> **THE EXERCISE**:
Add -99 to every coordinate in the answers, and write out each line again, requests included. Begin at the start of the items and stop after the line that contains "(0, 0), (500, 500)".

> **ENTRIES SUPPLIED**:

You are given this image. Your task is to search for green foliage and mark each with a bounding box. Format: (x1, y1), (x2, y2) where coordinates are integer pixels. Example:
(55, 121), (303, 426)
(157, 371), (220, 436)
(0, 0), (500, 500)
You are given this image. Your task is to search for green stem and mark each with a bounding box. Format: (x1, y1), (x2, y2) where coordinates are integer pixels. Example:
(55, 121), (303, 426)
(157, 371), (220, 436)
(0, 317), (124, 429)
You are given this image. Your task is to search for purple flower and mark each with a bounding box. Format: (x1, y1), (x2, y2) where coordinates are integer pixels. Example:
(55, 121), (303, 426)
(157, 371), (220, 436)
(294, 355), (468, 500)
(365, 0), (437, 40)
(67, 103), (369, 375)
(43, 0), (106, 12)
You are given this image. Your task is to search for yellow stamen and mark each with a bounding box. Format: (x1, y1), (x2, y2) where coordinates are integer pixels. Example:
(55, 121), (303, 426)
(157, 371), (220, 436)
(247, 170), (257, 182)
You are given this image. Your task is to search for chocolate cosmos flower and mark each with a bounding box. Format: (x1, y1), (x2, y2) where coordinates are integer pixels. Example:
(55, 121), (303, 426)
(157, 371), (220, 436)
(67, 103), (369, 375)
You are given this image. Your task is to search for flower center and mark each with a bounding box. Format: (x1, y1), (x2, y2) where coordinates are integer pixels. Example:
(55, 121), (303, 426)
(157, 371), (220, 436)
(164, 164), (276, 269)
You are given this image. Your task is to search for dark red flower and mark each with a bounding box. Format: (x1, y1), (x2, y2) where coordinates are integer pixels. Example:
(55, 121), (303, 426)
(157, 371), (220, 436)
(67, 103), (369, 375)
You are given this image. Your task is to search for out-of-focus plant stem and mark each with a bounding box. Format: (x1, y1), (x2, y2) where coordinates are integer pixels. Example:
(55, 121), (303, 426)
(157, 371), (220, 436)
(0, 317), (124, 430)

> **WRITTEN SOLUTION**:
You are given this image. Your task is to search for green foliage and mark each with a bounding box. Format: (x1, y1), (x2, y2) where coordinates are integer pixels. Example:
(55, 121), (303, 426)
(157, 371), (220, 436)
(-99, -99), (401, 401)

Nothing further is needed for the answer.